◆ The input
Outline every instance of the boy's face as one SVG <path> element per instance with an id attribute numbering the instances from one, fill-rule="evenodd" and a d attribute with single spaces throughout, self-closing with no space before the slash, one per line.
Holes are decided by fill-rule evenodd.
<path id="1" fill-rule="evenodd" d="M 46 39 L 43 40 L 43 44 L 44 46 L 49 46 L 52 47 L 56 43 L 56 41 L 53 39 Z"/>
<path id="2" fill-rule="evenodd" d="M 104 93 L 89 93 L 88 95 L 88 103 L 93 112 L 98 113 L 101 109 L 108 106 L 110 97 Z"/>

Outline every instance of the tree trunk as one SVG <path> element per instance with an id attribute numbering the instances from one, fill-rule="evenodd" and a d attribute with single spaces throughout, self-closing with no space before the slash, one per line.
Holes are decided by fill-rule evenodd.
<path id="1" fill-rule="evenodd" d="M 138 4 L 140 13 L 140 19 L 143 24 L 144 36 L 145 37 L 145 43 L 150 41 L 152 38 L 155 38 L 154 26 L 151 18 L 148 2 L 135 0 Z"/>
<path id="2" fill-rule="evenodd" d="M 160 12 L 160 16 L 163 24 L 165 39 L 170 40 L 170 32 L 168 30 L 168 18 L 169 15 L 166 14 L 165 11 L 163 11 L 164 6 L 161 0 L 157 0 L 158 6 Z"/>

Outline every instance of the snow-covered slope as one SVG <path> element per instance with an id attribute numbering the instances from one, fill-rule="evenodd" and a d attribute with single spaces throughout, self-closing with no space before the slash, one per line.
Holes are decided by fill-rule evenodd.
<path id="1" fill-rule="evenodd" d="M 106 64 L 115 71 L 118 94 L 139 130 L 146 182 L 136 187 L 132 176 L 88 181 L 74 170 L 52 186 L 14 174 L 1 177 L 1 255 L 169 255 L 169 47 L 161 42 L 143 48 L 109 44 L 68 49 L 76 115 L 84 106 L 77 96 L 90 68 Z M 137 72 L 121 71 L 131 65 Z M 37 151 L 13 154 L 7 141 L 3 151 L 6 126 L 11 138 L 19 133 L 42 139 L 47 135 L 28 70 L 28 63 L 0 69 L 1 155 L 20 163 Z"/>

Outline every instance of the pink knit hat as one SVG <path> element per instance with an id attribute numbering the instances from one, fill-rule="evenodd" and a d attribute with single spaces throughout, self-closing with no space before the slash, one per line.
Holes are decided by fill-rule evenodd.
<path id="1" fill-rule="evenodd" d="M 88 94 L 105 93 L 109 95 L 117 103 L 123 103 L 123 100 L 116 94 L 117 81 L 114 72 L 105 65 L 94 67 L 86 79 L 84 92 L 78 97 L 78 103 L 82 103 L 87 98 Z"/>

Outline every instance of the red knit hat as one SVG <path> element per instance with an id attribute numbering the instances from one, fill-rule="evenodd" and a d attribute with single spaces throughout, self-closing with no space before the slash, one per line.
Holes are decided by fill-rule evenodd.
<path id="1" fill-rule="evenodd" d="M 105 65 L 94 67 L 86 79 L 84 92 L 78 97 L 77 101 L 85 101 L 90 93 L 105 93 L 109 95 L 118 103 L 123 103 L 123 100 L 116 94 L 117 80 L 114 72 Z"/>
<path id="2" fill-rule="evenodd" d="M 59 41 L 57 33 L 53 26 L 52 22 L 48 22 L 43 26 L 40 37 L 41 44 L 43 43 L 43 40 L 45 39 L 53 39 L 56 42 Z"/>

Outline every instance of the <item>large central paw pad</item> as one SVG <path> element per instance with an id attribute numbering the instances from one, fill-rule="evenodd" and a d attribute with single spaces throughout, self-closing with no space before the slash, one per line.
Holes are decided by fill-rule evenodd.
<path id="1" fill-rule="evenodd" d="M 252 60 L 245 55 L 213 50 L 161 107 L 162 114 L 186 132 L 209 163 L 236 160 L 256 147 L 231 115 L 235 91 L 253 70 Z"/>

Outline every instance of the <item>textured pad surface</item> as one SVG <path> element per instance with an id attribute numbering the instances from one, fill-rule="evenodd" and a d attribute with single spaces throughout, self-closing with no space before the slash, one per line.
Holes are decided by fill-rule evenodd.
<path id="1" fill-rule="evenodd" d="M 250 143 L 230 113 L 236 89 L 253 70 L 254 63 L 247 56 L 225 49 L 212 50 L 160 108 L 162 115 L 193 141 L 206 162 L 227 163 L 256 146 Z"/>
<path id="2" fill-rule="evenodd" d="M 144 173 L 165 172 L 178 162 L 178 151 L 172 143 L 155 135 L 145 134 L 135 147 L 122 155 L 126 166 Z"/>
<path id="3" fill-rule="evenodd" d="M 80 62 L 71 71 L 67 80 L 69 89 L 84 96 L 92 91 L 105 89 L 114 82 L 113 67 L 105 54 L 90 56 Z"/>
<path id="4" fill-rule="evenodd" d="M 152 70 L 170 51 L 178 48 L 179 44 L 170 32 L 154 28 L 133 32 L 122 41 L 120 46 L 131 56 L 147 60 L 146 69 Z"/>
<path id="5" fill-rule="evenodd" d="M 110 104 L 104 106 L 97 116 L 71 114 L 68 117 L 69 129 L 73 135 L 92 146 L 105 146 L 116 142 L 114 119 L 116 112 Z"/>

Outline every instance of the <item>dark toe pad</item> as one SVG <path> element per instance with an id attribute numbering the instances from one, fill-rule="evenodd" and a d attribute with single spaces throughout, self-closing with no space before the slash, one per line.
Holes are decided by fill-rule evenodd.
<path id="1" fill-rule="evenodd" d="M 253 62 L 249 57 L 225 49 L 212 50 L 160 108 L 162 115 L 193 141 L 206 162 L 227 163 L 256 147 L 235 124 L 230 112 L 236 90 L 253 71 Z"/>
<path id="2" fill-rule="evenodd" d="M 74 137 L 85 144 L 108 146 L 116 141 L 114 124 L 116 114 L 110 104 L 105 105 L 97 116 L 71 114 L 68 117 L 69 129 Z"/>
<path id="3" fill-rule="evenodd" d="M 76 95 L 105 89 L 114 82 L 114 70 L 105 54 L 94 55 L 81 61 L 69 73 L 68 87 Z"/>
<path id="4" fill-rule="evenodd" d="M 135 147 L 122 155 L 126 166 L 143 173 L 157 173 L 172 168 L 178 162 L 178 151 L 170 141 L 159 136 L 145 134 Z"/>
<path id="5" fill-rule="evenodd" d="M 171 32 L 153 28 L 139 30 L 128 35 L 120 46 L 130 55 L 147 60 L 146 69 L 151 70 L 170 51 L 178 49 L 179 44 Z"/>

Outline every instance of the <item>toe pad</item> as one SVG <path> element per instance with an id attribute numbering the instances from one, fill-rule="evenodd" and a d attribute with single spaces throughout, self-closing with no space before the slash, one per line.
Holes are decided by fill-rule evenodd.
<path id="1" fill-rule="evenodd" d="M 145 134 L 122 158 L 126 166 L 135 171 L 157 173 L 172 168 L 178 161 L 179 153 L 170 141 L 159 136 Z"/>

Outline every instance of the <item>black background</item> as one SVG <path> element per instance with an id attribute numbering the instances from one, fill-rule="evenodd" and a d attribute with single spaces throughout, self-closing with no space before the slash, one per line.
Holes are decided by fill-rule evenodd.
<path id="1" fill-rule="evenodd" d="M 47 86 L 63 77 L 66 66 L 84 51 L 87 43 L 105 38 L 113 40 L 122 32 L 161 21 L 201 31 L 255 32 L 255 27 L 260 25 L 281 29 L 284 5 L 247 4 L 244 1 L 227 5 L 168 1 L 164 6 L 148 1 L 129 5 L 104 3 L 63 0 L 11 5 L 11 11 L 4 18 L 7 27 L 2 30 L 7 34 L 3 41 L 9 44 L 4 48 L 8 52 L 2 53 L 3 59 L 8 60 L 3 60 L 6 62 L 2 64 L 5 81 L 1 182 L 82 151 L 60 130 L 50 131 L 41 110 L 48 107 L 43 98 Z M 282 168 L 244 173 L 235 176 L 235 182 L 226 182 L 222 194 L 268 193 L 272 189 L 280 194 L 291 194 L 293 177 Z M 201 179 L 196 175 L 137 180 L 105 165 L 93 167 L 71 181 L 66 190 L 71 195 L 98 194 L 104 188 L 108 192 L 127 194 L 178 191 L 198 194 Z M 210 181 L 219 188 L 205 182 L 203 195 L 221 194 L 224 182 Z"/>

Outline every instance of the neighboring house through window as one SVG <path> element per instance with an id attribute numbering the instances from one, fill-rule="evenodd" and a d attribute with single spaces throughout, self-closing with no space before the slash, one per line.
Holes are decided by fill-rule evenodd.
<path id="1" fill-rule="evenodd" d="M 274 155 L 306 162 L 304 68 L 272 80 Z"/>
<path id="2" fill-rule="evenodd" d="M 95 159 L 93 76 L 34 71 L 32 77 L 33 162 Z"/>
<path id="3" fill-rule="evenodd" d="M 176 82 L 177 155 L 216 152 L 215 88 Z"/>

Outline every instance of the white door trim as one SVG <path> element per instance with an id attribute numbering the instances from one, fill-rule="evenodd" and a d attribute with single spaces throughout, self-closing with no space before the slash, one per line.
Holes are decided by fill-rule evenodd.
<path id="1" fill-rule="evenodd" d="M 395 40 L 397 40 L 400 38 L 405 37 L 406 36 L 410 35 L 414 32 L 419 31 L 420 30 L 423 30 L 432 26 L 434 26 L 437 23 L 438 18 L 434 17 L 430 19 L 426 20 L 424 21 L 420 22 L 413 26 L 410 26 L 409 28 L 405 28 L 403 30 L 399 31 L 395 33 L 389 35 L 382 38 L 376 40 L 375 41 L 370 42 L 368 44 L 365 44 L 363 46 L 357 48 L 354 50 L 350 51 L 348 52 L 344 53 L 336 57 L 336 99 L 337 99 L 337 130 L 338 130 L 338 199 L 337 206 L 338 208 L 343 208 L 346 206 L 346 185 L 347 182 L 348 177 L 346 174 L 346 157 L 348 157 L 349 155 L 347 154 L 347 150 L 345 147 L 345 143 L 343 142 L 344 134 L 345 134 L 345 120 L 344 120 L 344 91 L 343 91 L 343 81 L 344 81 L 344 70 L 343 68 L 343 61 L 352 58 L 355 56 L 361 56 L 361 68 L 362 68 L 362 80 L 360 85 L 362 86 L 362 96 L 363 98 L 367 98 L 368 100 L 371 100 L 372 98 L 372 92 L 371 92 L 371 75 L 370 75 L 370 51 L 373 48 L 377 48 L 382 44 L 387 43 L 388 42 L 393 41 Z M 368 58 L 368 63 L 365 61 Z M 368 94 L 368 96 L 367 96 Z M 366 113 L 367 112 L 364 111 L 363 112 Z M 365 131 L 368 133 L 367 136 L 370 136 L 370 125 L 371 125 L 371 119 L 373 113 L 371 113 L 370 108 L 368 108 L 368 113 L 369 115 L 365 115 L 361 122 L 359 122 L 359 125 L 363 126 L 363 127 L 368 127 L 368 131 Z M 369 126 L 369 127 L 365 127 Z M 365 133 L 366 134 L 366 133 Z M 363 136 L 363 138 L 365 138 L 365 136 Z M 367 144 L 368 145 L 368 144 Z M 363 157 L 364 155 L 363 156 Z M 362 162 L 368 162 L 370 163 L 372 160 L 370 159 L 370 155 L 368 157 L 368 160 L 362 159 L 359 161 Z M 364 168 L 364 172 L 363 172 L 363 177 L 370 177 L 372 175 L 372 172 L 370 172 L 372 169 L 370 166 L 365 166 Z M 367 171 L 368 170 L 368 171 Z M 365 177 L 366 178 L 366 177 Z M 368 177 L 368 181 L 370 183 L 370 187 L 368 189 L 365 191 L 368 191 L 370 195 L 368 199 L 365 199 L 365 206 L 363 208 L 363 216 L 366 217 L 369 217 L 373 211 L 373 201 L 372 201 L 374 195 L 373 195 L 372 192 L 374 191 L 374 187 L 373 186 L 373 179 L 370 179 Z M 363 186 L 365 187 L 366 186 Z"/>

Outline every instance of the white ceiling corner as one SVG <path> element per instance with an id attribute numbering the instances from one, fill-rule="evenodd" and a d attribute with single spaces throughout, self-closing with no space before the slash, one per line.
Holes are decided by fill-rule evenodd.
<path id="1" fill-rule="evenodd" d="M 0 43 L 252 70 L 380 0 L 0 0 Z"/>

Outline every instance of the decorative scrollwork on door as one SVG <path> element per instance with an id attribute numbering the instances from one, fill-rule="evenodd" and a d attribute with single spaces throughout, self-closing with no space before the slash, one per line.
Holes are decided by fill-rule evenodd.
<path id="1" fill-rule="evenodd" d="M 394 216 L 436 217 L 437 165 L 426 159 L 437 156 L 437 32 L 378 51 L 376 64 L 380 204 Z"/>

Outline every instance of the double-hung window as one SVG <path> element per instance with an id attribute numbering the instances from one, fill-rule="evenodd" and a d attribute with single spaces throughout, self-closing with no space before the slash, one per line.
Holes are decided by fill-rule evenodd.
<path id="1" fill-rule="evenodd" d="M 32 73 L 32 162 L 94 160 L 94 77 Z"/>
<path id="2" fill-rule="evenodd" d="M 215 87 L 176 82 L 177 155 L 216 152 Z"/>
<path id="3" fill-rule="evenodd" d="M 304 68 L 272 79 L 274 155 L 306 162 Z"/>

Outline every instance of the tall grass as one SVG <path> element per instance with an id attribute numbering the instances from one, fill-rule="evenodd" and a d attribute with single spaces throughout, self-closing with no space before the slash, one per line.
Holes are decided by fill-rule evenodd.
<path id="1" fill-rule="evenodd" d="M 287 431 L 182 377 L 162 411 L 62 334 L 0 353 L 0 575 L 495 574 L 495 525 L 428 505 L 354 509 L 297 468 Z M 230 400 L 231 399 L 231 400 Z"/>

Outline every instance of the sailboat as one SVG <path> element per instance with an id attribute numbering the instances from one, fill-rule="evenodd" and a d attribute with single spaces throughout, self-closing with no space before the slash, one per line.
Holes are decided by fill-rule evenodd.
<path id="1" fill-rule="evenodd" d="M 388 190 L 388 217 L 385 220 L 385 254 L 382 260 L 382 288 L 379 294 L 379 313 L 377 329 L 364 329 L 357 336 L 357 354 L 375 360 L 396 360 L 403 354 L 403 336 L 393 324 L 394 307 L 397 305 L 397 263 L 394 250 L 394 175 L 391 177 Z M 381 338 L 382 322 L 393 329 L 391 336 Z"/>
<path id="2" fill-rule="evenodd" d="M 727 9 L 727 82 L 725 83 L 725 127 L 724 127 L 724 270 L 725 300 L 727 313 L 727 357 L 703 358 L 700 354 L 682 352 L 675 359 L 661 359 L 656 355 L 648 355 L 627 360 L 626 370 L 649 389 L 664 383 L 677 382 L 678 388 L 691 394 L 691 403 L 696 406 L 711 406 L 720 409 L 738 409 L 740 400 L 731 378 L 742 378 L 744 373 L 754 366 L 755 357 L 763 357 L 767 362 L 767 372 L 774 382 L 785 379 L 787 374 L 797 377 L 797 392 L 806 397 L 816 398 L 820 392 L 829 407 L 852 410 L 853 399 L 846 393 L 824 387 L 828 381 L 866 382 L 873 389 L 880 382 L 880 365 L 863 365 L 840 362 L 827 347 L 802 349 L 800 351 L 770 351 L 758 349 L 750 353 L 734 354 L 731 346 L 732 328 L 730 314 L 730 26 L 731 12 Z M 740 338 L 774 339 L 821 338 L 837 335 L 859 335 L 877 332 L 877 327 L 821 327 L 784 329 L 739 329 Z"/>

◆ Exercise
Arrange the lines of the listing above as a numbered list, starting at the line that contains "Outline every instance of the decorative" and ending at the line that contains "394 216 L 436", leaving out any blank lines.

◆ Answer to the task
1. Outline every instance of the decorative scrollwork on door as one SVG <path> element per instance with an id attribute numbering the instances from one, fill-rule="evenodd" and a d attribute with single spaces throughout, self-closing with no space before the slash, one per line.
2. Holes are decided by fill-rule evenodd.
3. <path id="1" fill-rule="evenodd" d="M 394 216 L 436 217 L 437 165 L 426 159 L 437 156 L 437 32 L 378 51 L 376 64 L 380 204 Z"/>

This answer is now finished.